Photo-based referring expression data:
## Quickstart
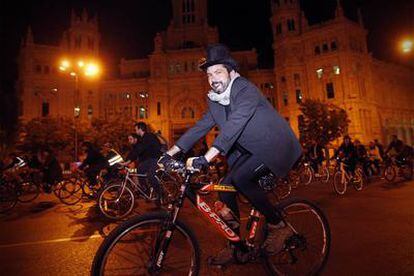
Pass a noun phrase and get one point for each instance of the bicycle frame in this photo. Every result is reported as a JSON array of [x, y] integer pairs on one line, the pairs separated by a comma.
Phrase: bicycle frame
[[129, 178], [187, 191]]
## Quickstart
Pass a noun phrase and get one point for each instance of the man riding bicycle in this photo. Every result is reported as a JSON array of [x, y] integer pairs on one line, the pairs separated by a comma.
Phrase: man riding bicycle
[[148, 150], [347, 152], [255, 139]]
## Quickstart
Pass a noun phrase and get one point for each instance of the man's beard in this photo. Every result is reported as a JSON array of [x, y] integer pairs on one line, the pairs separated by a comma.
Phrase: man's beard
[[221, 85]]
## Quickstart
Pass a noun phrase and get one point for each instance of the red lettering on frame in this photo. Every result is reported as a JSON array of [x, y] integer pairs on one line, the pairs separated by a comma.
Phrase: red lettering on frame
[[206, 210]]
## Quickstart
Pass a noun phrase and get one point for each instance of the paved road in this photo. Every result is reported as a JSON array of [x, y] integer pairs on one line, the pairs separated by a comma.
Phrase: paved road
[[372, 234]]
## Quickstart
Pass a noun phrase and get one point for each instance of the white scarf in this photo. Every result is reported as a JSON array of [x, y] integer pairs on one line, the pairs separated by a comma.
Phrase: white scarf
[[223, 98]]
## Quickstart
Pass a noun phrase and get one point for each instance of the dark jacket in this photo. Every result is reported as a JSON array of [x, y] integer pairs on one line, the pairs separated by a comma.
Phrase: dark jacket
[[93, 158], [349, 151], [252, 124], [148, 148]]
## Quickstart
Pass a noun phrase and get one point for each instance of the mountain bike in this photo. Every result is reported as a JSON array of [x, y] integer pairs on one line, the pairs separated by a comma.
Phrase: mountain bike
[[118, 199], [394, 167], [342, 177], [8, 196], [161, 243]]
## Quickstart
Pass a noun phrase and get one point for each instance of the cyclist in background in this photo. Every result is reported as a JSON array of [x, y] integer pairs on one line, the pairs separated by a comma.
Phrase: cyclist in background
[[347, 152], [93, 163], [148, 151]]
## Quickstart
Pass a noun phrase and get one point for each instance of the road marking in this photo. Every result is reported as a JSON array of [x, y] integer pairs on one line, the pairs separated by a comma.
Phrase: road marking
[[59, 240], [50, 241]]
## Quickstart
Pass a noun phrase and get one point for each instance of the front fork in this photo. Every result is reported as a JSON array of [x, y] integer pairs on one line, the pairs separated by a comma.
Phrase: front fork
[[167, 230]]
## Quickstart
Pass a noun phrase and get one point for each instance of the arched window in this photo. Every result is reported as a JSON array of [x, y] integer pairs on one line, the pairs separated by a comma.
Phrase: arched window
[[143, 114], [90, 111], [187, 113]]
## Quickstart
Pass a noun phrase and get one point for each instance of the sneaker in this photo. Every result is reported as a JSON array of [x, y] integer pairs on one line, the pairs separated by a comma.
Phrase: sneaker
[[225, 256], [275, 241]]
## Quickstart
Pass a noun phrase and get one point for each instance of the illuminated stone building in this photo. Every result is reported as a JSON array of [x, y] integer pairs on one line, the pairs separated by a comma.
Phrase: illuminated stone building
[[329, 61], [43, 90]]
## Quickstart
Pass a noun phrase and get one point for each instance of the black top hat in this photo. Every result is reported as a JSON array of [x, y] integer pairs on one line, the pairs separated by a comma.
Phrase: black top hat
[[217, 54]]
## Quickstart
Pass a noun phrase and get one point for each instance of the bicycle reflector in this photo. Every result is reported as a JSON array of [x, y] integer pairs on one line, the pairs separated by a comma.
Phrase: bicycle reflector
[[21, 163], [117, 158]]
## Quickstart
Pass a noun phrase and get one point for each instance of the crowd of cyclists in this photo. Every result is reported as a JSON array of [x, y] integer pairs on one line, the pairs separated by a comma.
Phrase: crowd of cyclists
[[146, 147], [371, 157]]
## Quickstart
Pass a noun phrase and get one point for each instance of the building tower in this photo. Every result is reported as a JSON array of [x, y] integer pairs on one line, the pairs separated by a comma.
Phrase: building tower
[[81, 43], [82, 37], [288, 24], [188, 27]]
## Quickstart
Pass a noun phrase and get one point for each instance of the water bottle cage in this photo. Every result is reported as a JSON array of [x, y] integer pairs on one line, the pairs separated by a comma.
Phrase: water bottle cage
[[267, 182]]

AIM OF THE EXERCISE »
Could you output every entry exactly as written, skipping the pictures?

SOLVED EXERCISE »
## Quickstart
Pass a noun phrase and get one point for each instance of the bicycle frame in this photo. Every result is reported as a JSON array of [x, y] integer pairs on one line, the pairs separated by a comma.
Phrase: bicycle frame
[[129, 178], [187, 191]]
## Quickstart
Pass a noun phrase and get one point for each instance of the man riding bicycle in this photo. Every result is reported as a JSON array of [x, y] integer pairs on one line, the pairs separated by a comma.
Phrase: man riding bicycle
[[148, 150], [347, 152], [255, 139]]
## Quickstart
Pass a noun phrase and get one point for each instance of the man's beard in this photo. Every result is reported as a JSON array of [x, y] integer pairs on one line, the pairs separated by a comma.
Phrase: man's beard
[[221, 85]]
## Quickstart
Pass a noun phrase and get one point for each instance of the red lettering on frame in this photo. Every result is reported as a JSON array of [x, y] integer pairs on one line, the pairs separated by a comma.
Phrase: red lettering on frame
[[206, 210]]
## Quickstart
Pass a noun phrase and get one point for each instance of the paved road in this photo. Every result is reported as a JSON array of [x, y] integer pairs on one line, the pairs separated by a comma.
Phrase: paved road
[[372, 234]]
## Quickstart
Pass a noun phrase and get one point for each instance of the white scarf in this photo. Every result is reported as a JSON array of [x, y] integer pairs on one line, the pairs separated by a comma.
Phrase: white scarf
[[223, 98]]
## Quickstart
Pass a noun phrase and get one point for each instance of the dark jacket in this photo. Every result is reported as a JSON array of [x, y] integer pairs on one line, the pairs separated by a comma.
Phrase: dark jacket
[[93, 158], [349, 151], [252, 124], [148, 148]]
## Quickstart
Pass a noun phrase and get one point for each instance of the mountain bike in this photo. Every result is reported as a JSON array of [x, y] integer pairs on one line, the pairs separated by a comma.
Phrase: mountain bike
[[118, 199], [394, 167], [342, 177], [8, 196], [161, 243]]
## Quickstart
Pass a noun phrase and get one point for each instance of the cyclist in background in this photo. Every result is reported as a JSON array of [x, y] integer pairs on one line, the pairs separated by a comma.
Phrase: cyclist in background
[[347, 152], [93, 163], [148, 151]]
## Quickstart
Pass a noun phrase and get one point for each instance of the road marking in this photo. Every result is reported as a JSON array of [x, y] integer pairs on one line, the pairs separated by a comma.
Phrase: road marking
[[59, 240], [50, 241]]
## Quickstart
Pass a noun phrase and get one point for each instance of the front fork in this photo. Every result is reported as a JSON array of [x, y] integer pairs on one line, the pairs separated by a comma.
Phrase: front fork
[[167, 230]]
## Quickstart
Pass a noun phrase and get one point for each instance of the arched window in this photo. Every result is reported as a JSON array of [x, y] integer pairs on one line, the pairs separated by a comma.
Phrase: arched window
[[143, 114], [90, 111], [187, 113]]
## Quickstart
Pass a noun phrase and get one point for each instance of the sneaker in this photo. Every result is reported as a JSON array of [x, y] integer pairs on one line, the pairs separated by a comma.
Phrase: sneaker
[[225, 256], [275, 241]]
## Quickstart
Pass a noun phrase and get one point for each instance of the illuminated stone building in this photo. Every result is reported as a JSON array of [x, y] integer pairs on one line, the pairs separated by a comma.
Phrase: illuminated stone building
[[329, 61], [43, 90]]
## Quickstart
Pass a noun phrase and get one point for each instance of the black top hat in this photo. Every result is reported as a JSON array of [x, y] integer pairs on one line, the pairs separated by a comma.
Phrase: black top hat
[[217, 54]]
## Quickstart
Pass a noun phrase and get one point for each instance of the bicycle reflector in this photo. Every result is reported as a JSON array of [x, y] integer pairs on one line, the pairs separated by a comma.
Phrase: bicycle reflector
[[21, 163], [117, 158]]
## Quickstart
Pass a noun phrase and get one point for each instance of the crowd of cyclists in this photo. Every result is reported as a JSON array of [x, y] integer pairs on one line, the pairs separated by a comma.
Phrase: crowd of cyclists
[[146, 147], [371, 157]]
## Quickstart
Pass a noun phrase and get one point for each instance of the building tower in this photo. Every result is reported as a JSON array of [x, y] integer pairs on one line, the pairs separated by a comma.
Phrase: building tower
[[81, 43], [82, 37], [288, 24], [188, 27]]
## Quickstart
Pass a noun phrase and get one point for each instance of the water bottle cage in this photo. Every result is reported as a JSON array of [x, y] integer pairs on one line, the pairs separated by a comma.
Phrase: water bottle cage
[[267, 182]]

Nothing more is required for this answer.